▸ Source excerpt:

Tonight I lament on all that my dad won't be. He won't be that loving father I've always dreamed of. He won't be that grandpa to sing "Puff the magic Dragon" on his guitar, tell them silly stories of long ago times, or teach them to love the world from the back of a bike seat, yet I know that my love for him will help carry me through this grief.




" I will lead the blind by ways they have not known, along unfamiliar paths I will guide them; I will turn the darkness into light before them and make the rough places smooth. These are the things I will do, I will not forsake them." Isaiah 42:16

Tuesday, July 20, 2010

Forever Changed

It has been almost a month since my dad took his life.
Life doesn't stop just because he isn't living- and that is where I am, stuck between the world of grief and the world of the living.

I have to make the choice to live-everyday. When my eyes open to the light pouring into my room each morning, I need to decide to get out of bed. Most days I feel so exhausted, so full of sorrow, I would rather stay beneath my blankets. But there are children who need me, food to be fed, clothes to be washed, laughter to be had, so I get up.

Tears still catch me by surprise everyday when they are least expected: washing the dishes, watering the lawn, or merely driving down the road.

I can hear my dad's voice talking to me about the newest vitamin, the new cure... and I cry, knowing those conversations will never happen again. Then I see the kids, and know life has to return to "normal" for their sake, I choke back my weeping.

▸ Stored data:
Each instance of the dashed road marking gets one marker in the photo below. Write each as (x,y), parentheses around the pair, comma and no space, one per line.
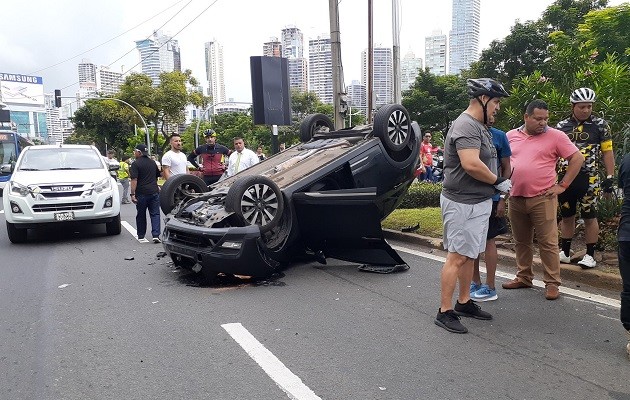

▸ What you will do:
[a] Repeat everything in the grief blog post from "Tears still catch" down to "back my weeping.".
[b] Finish out the next part of the grief blog post, picking up right after its final sentence.

▸ Answer set:
[a]
Tears still catch me by surprise everyday when they are least expected: washing the dishes, watering the lawn, or merely driving down the road.

I can hear my dad's voice talking to me about the newest vitamin, the new cure... and I cry, knowing those conversations will never happen again. Then I see the kids, and know life has to return to "normal" for their sake, I choke back my weeping.

[b]
I thought I had been doing a good job, until tonight, when once again my 6 yr cried herself to sleep. As I tried to sweeten her heart and dry up her tears she kept saying "Things aren't the same as they were before Grandpa died. Why did he die?"

My heart broke.... for my children, so young and unable to process, yet asking the same question of why? For the kids and their innocent lives now being forever marred by the cruel reality. For me as a mom, as I struggle to keep things moving, to keep joy present in my home, and to help my children make sense of this senseless death.

Sunday, July 18, 2010

Memories- Laughs and Tears




Today was another better day. Life seems to roll along, and I can roll with it.

I managed to smile, to laugh, without thinking of the sorrow of my dad and his final choice.

Then something happened. Sabian (12) went up to his room while I was busy cleaning up the kitchen from dinner..... he came back down and proudly showed his arm full of loot: "Mom, I found all the stuff Grandpa Dale gave me!" In his arms he held little model cars and trucks, a baseball mitt, ball. and mini harmonica.

Instantly, I fell into tears. trying to hide my pain from the boy standing beside me in the kitchen. This little man just lost his grandpa, I thought. He has watched his mom fall apart everyday since it happened, and I have to be strong now. I quickly looked away and tried to sound happy, while I told him how great those little treasures were. He told me he was going to put them up far away on a shelf, "They are worth so much now mom!" His voice was a voice crossed with both hope and deep sadness....How can he make sense of this? I wondered, just for a minute, how my dear child would fare carrying this weight on his shoulders for the rest of his life...his grandpa decided to die. He choose to leave us all. We weren't worth living for. How will this affect him? What about the rest of my children? The questions swirling through my mind could have driven me mad... but in this moment I chose to remember the truth of God's Word, that He tells us not to worry in Matt 6:27 "Who of you by worrying can add a single hour to his life?"
I choke back the tears, and have a conversation with my son about the precious gifts he holds in his hands.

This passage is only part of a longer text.